McDermott was candid and insightful regarding some of the challenges of Derry’s year, whether in the form of local cynicism to how some initial promises had failed to materialise – largely in terms of financial support for arts organisations. Of particular attention here was a digital history project that she identified as one initiative that had not been fully realised and which fed broader questions about the legacy of the kinds of cultural intermediation represented on the large-scale of the City of Culture. Likewise, and balancing the emphasis on ‘leadership’ manifest in so much of the discourse of intermediaries and policy makers evidenced early in the day, McDermott framed some important ideas about the democratic entitlement of communities. Positioned as consumers or co-creators of cultural work, a priority for Derry’s activity aimed to develop autonomy and empowerment amongst communities in terms of their participation in City of Culture developments. Such ideas were clearly manifest in some of BCC’s current small-scale endeavours and resulting projects and of course resonate with our research as it aims in the next work package of enabling arts commissioning in Balsall Heath and Ordsall by community members.

Soap Box

The morning also featured several ‘Soap Box’ presentations including one from Sheila Arthurs of Active Arts of Birmingham’s Castle Vale area. Castle Vale is an interesting reference point for how cultural activity has played a part in local regeneration initiatives – in this case where the declining quality and reputation of a post-war estate have been overturned by community engagement. Arthurs offered an impassioned testimony of her own tenacity in engaging her fellow residents to get involved and to produce the kinds of cultural work that were on show across the event. Here, I think that Arthurs’ authenticity and connectivity to place and its lived culture carried a different weight to those who come from without of such geographies. Such presentations are heartfelt and whatever ways in which we approach questions of value and meaning in cultural intermediation, they are tangibly affective evidence of the passions such work capitalises on and is felt to evince in participants.

Cultural Pilots

The next session surveyed the pilot programmes of the LAF’s across the Birmingham areas of Castle Vale, Shard End and Balsall Heath. Our research team pinpointed the first two areas as the possible sites for case studies in the current work package investigating community responses to cultural intermediation. Of course, we have decided upon Balsall Heath for our investigations and it was both stimulating and challenging to consider the evidence before us. LAF work is well known to us, as is a wider variety of activity which underpins the manner in which Balsall Heath represents a site where a lot of policy and practice has been enacted.

An apparent challenge was presented for us in consideration of the fact that local company Merida Associates are conducting an evaluation of the impact of the variety of pilots. As Karen Garry of Merida revealed, the research will be published in May and will add to our variety of materials to consider ‘in the round’ of activities, some of which are emerging (or not) in our pilot interviews in the area as points of discussion. It would have been valuable to explore how our research diverges from that of Merida and the servicing of BCC expectations. Likewise, we might have explored the politics of our approach that mean that we are not seeking to repeat impact research or track individual projects within the lineaments of policy discourse and its rationalisation.

____________________

● WHAT YOU ARE ASKED TO DO
Answer these about the text above.
(a) What initiative did McDermott identify as not fully realized?
(b) Which organization was Sheila Arthurs from?
(c) In what month will the Merida Associates research be published?
The records play no part in what is asked here.

____________________

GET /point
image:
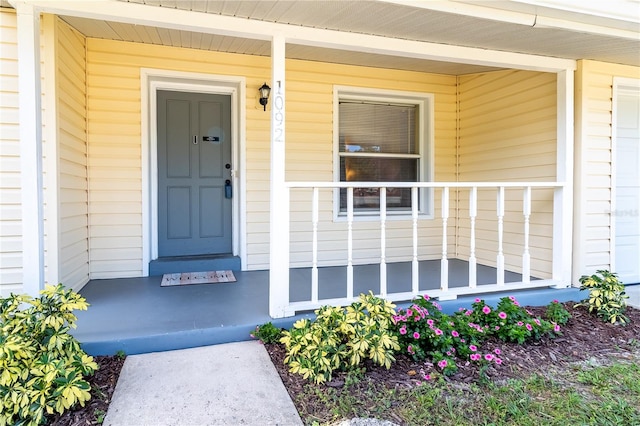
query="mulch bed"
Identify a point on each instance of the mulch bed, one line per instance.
(585, 337)
(103, 384)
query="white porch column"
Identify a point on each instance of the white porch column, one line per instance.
(30, 113)
(563, 197)
(279, 199)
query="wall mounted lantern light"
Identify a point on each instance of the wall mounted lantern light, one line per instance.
(264, 95)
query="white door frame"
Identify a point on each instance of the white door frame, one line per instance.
(153, 80)
(620, 84)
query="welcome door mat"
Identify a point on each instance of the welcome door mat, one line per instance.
(208, 277)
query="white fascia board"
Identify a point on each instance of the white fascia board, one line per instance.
(112, 10)
(499, 11)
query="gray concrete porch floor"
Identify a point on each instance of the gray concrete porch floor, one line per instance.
(136, 315)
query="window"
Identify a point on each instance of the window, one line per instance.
(381, 138)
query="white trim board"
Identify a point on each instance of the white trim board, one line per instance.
(153, 80)
(621, 85)
(164, 17)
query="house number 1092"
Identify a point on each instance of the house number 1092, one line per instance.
(278, 105)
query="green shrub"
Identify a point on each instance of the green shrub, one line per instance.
(267, 333)
(557, 313)
(41, 364)
(340, 338)
(424, 332)
(606, 296)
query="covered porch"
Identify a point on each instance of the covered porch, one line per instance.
(137, 315)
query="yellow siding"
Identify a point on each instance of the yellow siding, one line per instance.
(507, 132)
(73, 207)
(593, 162)
(10, 193)
(113, 80)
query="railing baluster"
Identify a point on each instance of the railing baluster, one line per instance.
(383, 242)
(314, 267)
(415, 282)
(473, 212)
(444, 264)
(526, 256)
(500, 257)
(350, 243)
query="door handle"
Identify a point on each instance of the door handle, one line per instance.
(228, 192)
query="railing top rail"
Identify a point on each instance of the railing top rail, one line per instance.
(424, 184)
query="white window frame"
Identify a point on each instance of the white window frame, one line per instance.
(425, 104)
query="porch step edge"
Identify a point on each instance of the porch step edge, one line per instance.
(172, 265)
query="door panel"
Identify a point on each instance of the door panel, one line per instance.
(627, 166)
(194, 145)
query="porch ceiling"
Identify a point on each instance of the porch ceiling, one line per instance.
(510, 26)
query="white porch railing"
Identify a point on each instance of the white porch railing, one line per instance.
(413, 216)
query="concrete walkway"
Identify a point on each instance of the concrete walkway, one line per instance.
(230, 384)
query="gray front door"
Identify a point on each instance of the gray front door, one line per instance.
(194, 174)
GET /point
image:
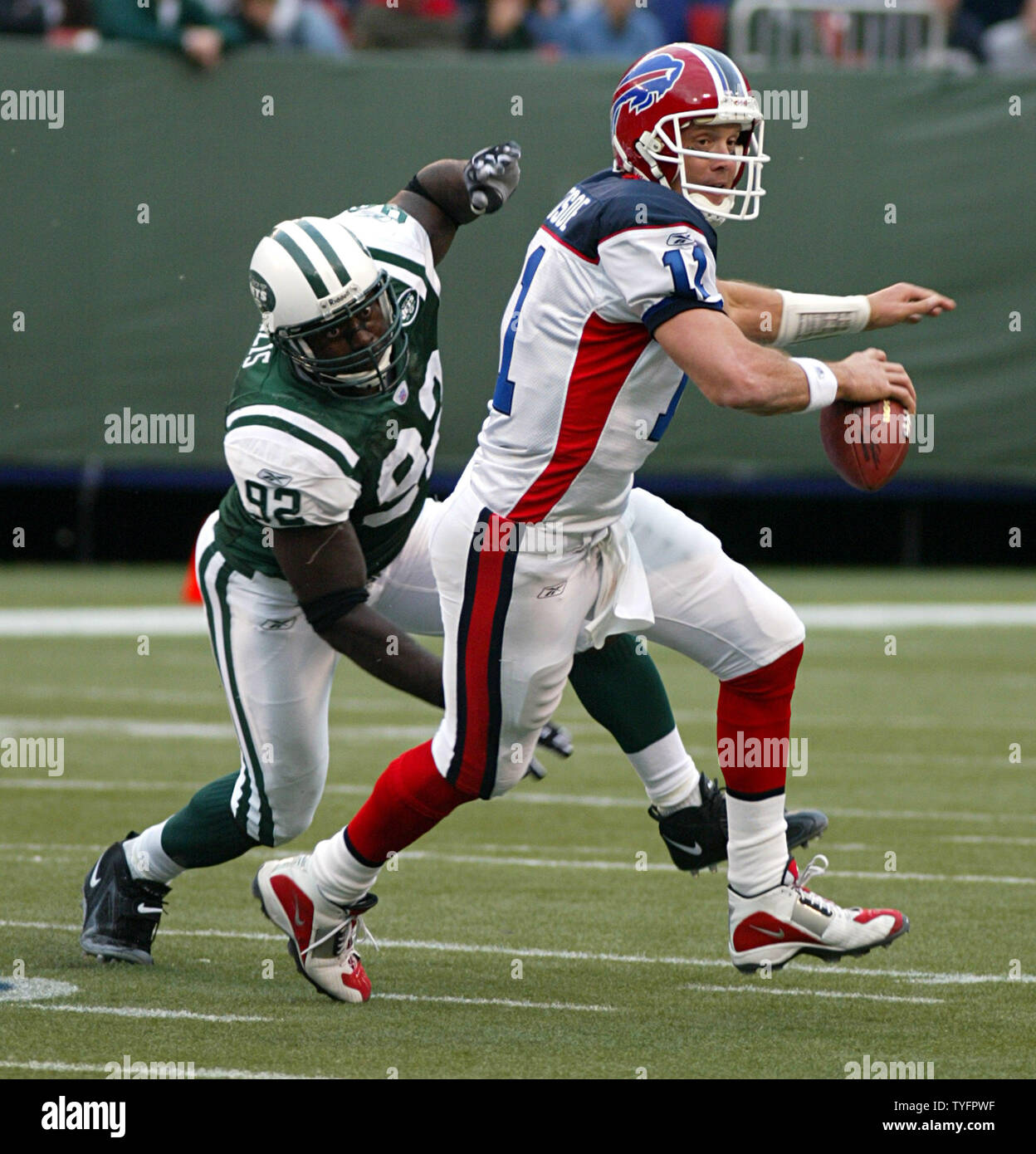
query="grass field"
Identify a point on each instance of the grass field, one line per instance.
(520, 938)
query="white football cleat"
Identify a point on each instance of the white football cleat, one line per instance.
(321, 935)
(770, 929)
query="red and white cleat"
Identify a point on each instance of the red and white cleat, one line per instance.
(321, 935)
(771, 928)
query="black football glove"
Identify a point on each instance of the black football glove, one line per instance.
(491, 175)
(557, 740)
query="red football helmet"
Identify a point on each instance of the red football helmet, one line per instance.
(668, 91)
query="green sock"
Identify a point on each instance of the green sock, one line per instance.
(204, 832)
(622, 690)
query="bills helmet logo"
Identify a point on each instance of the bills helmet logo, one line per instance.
(646, 83)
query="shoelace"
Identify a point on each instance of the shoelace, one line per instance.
(349, 926)
(817, 866)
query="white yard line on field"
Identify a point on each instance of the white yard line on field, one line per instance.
(923, 976)
(524, 795)
(203, 731)
(809, 994)
(133, 1011)
(198, 1073)
(631, 866)
(489, 1002)
(189, 621)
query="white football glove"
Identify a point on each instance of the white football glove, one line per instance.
(491, 175)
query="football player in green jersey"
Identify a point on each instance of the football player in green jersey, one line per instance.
(321, 547)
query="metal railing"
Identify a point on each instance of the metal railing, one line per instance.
(863, 34)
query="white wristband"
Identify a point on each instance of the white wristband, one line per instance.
(823, 384)
(805, 316)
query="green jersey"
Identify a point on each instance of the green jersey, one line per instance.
(301, 456)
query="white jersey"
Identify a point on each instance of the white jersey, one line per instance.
(584, 393)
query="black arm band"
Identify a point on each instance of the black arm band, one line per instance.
(417, 187)
(323, 612)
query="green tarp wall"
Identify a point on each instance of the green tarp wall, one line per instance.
(156, 316)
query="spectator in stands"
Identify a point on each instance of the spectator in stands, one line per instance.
(1011, 44)
(296, 24)
(610, 28)
(500, 26)
(970, 20)
(37, 17)
(408, 24)
(183, 24)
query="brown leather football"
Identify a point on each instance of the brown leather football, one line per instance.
(866, 443)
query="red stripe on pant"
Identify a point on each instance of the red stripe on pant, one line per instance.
(754, 719)
(479, 639)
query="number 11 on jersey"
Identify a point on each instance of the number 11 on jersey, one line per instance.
(505, 391)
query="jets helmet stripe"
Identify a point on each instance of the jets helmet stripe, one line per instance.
(308, 268)
(325, 246)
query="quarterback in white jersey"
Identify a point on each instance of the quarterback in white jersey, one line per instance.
(618, 307)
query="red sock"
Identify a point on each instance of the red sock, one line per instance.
(408, 799)
(754, 718)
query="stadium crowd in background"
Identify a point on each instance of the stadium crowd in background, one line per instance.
(999, 34)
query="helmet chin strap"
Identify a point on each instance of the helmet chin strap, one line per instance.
(701, 201)
(352, 378)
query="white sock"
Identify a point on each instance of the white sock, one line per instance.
(757, 847)
(340, 876)
(668, 773)
(148, 860)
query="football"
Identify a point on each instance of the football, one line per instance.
(866, 443)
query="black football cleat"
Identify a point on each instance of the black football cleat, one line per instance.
(696, 836)
(120, 912)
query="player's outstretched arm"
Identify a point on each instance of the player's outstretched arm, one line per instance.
(328, 573)
(734, 373)
(775, 316)
(447, 194)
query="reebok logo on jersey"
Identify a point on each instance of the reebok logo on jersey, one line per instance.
(271, 478)
(408, 307)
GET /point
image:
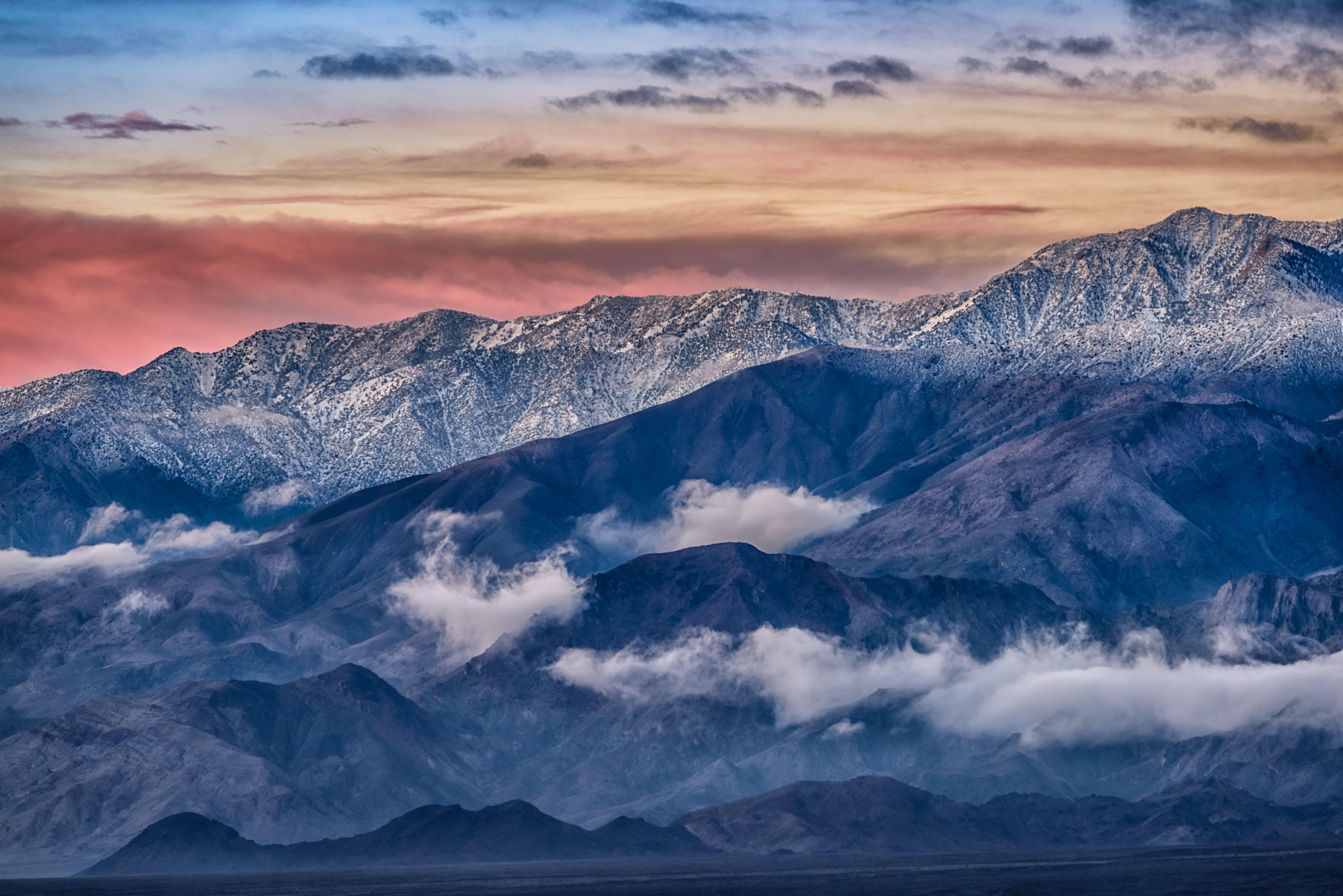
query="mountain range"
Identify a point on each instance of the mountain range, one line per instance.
(296, 417)
(790, 541)
(860, 816)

____________________

● SOLVED PROBLEM
(a) A digital history project
(b) Active Arts of Birmingham's Castle Vale area
(c) May